SHORT TASK :: Reproduce all records verbatim.

[Collected data]
:::::

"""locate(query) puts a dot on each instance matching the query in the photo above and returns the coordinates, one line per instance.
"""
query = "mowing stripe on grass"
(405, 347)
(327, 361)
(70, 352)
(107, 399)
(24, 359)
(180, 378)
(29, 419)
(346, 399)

:::::

WRITTEN REPLY ::
"""locate(query) puts a dot on each instance matching the query in the photo above and returns the coordinates, one line per instance.
"""
query = "mowing stripe on grass"
(405, 347)
(327, 361)
(70, 352)
(107, 399)
(24, 359)
(180, 378)
(29, 419)
(346, 399)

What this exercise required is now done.